Extracted data entries:
*** Begin section ***
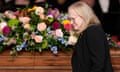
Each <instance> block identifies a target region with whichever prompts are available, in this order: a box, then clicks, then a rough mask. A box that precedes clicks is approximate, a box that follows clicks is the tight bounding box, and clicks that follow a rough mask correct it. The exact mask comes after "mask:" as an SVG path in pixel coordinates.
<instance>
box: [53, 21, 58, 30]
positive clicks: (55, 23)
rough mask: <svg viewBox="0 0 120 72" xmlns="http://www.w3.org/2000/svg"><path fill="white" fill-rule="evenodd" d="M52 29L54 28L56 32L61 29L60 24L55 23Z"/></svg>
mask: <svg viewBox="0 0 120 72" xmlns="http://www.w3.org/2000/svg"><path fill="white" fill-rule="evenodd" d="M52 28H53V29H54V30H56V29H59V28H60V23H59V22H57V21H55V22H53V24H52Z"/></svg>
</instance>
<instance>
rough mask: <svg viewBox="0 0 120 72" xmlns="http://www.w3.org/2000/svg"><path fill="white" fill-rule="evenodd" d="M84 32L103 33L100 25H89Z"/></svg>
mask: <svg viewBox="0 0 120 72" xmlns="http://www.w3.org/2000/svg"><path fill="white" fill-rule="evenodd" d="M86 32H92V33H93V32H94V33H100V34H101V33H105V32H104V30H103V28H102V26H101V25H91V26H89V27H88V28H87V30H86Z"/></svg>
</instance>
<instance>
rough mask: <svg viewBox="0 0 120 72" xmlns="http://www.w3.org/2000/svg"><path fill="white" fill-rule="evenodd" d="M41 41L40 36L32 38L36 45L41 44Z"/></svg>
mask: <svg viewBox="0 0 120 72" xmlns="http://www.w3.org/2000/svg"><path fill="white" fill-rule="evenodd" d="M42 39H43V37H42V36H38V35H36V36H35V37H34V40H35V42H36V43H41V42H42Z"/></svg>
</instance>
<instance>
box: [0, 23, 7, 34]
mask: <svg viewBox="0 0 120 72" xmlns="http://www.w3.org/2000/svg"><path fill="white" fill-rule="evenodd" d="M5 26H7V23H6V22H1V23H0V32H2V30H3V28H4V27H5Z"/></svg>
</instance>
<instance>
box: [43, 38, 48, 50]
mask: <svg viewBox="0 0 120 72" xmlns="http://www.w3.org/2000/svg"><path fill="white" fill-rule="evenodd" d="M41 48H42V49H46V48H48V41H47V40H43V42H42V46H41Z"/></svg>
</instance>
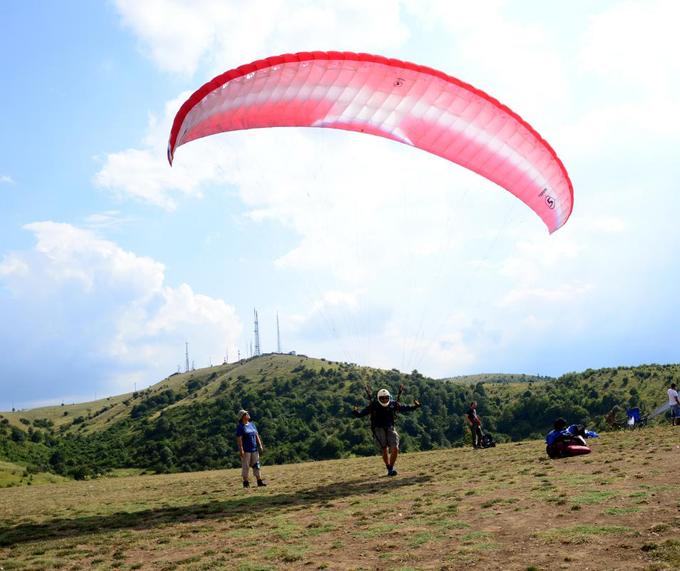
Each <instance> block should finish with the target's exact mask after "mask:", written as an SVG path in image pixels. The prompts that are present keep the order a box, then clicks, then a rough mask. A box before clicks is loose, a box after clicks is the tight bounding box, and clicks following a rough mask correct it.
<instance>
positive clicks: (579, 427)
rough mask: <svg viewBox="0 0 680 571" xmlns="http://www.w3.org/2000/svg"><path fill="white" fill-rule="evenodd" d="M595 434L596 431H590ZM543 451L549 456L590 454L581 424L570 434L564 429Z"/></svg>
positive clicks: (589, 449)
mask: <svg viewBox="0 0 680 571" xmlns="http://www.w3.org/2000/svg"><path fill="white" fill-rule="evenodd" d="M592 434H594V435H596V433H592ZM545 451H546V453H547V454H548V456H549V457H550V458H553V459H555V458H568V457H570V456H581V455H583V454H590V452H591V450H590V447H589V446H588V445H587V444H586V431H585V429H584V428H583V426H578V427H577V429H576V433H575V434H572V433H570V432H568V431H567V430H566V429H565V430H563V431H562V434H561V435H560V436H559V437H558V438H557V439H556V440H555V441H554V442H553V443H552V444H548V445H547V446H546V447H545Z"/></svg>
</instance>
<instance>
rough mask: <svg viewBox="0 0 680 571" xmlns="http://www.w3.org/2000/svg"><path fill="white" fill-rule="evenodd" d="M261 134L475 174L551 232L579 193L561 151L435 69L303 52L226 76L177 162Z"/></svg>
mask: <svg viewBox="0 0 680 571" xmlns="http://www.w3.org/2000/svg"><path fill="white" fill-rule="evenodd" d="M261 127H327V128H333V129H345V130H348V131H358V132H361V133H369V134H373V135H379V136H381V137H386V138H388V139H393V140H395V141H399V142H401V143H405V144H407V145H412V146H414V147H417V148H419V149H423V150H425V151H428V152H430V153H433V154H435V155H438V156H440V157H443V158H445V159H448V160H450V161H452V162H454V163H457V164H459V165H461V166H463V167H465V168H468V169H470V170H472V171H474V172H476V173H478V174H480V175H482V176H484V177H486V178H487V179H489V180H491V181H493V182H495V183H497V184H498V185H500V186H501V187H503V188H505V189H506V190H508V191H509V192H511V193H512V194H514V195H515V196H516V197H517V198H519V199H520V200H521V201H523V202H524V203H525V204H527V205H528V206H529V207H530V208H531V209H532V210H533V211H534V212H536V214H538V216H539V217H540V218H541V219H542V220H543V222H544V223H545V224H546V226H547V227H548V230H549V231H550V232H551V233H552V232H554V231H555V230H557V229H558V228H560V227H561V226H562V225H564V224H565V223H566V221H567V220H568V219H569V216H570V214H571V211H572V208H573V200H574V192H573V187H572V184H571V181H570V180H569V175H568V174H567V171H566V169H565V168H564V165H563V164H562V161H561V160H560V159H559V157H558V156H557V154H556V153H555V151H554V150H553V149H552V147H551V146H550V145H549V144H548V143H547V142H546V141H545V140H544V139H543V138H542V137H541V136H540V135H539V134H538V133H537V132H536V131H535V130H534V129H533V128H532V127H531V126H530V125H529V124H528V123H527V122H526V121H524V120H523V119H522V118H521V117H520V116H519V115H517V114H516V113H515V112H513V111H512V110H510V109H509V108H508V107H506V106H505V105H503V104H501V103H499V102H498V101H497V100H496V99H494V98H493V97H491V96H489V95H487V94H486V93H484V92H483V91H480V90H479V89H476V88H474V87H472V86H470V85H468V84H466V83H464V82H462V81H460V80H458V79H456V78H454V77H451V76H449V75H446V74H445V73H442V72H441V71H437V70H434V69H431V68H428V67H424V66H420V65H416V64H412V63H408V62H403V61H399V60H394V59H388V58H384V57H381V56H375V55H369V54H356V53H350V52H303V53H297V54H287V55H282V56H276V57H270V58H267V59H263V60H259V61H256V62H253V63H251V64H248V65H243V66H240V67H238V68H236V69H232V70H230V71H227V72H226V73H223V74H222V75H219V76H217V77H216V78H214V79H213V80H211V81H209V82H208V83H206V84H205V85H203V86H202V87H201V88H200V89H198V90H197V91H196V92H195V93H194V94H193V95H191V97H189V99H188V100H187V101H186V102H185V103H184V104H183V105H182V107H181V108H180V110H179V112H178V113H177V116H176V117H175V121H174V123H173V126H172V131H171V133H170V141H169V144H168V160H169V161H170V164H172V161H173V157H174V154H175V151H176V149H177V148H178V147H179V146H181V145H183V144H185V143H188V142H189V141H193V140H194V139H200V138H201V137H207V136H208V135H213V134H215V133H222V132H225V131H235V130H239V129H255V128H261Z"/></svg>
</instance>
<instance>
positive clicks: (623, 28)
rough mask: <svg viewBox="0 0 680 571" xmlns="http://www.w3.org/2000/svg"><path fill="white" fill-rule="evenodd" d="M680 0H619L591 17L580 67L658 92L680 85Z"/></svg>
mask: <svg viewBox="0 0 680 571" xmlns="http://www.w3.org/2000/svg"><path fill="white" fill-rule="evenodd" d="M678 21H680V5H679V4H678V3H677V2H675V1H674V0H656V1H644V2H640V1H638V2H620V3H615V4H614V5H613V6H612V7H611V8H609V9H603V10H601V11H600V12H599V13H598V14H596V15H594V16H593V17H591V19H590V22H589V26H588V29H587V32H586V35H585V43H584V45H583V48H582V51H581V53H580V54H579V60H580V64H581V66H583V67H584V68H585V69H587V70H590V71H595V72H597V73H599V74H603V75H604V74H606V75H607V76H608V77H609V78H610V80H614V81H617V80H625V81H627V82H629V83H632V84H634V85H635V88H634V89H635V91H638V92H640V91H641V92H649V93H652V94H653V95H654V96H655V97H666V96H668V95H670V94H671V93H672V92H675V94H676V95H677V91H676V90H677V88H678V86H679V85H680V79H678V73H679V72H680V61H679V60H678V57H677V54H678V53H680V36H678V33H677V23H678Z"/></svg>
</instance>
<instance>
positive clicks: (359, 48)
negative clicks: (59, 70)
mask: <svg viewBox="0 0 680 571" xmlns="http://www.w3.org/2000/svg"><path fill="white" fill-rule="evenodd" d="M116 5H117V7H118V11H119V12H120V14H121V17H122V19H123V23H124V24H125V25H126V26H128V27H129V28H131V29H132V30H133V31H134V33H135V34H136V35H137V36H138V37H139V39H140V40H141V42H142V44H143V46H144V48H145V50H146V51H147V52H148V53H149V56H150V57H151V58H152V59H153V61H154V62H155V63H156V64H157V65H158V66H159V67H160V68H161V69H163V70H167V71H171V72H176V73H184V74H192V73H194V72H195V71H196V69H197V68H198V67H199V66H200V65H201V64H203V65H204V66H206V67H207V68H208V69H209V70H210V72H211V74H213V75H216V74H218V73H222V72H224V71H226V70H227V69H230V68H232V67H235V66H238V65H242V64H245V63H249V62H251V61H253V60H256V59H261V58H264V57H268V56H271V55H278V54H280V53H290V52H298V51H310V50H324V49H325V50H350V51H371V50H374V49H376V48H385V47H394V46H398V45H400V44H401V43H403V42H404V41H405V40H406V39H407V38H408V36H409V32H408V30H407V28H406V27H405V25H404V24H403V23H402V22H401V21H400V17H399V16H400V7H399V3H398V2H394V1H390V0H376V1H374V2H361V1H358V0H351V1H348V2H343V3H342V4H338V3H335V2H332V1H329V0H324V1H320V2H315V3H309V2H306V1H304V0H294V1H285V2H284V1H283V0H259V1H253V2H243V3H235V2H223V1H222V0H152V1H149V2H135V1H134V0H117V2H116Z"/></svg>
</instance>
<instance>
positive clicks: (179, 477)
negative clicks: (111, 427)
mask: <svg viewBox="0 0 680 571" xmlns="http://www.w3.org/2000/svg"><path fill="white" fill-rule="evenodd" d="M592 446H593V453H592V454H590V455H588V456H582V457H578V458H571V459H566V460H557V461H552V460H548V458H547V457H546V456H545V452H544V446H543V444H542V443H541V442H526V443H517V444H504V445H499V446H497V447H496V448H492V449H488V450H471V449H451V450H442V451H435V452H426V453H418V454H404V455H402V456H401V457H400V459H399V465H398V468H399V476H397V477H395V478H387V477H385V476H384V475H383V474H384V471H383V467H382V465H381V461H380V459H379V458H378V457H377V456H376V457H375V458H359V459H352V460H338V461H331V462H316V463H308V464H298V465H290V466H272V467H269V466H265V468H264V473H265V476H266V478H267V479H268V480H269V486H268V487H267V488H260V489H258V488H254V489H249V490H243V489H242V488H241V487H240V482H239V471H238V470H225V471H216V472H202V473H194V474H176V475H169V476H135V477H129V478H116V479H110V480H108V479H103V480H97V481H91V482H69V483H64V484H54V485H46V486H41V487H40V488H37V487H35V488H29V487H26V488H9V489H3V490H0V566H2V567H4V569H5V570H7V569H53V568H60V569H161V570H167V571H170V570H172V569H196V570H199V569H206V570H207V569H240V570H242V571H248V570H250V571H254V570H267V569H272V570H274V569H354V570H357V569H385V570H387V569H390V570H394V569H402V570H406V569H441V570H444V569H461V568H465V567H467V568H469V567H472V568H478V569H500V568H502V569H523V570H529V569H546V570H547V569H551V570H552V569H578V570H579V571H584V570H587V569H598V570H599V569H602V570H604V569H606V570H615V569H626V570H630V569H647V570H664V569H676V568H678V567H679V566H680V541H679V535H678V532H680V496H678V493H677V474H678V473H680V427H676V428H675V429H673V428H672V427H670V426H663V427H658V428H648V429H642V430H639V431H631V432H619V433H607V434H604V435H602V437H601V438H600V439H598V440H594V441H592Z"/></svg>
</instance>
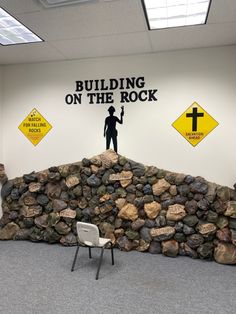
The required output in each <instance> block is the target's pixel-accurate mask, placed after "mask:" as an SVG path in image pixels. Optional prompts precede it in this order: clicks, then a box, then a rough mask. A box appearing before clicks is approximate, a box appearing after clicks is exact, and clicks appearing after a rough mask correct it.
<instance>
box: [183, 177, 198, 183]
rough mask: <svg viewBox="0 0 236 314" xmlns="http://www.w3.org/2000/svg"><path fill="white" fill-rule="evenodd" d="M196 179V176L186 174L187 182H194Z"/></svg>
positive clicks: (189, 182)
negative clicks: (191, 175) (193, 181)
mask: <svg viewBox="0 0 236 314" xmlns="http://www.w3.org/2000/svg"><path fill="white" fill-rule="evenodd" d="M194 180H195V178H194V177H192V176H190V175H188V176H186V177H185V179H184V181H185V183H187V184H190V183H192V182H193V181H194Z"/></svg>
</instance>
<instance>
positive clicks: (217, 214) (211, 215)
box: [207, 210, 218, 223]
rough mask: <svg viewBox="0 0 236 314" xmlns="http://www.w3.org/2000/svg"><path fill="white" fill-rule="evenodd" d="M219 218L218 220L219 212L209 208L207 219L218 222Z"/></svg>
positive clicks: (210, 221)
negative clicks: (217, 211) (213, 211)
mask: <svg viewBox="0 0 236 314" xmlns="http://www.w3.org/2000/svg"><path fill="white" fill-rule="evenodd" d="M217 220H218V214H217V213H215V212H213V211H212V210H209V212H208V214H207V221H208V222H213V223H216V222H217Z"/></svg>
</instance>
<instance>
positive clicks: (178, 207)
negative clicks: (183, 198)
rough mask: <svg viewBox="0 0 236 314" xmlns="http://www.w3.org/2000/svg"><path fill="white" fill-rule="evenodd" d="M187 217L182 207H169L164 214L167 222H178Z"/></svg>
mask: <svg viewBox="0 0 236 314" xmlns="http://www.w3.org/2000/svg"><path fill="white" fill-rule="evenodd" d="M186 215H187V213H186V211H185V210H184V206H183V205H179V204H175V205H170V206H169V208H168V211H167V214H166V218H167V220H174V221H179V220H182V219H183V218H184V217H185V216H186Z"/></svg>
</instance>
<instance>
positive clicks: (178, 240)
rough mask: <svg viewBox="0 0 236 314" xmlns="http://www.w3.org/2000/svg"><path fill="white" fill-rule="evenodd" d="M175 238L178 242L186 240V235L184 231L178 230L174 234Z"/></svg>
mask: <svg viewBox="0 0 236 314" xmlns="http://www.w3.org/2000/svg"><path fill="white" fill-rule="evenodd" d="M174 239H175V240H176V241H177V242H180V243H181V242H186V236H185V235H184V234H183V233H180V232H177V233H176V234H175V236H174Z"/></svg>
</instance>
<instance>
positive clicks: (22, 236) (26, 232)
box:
*** End section ***
Only the lines from the one containing "positive clicks: (178, 240)" through the last line of the records are to be set down, exactly as they appear.

### Completed task
positive clicks: (178, 240)
rough mask: <svg viewBox="0 0 236 314" xmlns="http://www.w3.org/2000/svg"><path fill="white" fill-rule="evenodd" d="M175 238L178 242L186 240V235L184 231L178 230L174 234Z"/></svg>
mask: <svg viewBox="0 0 236 314" xmlns="http://www.w3.org/2000/svg"><path fill="white" fill-rule="evenodd" d="M174 239H175V240H176V241H177V242H180V243H181V242H186V236H185V235H184V234H183V233H180V232H177V233H176V234H175V236H174Z"/></svg>
</instance>
<instance>
positive clicks: (22, 236) (26, 232)
box:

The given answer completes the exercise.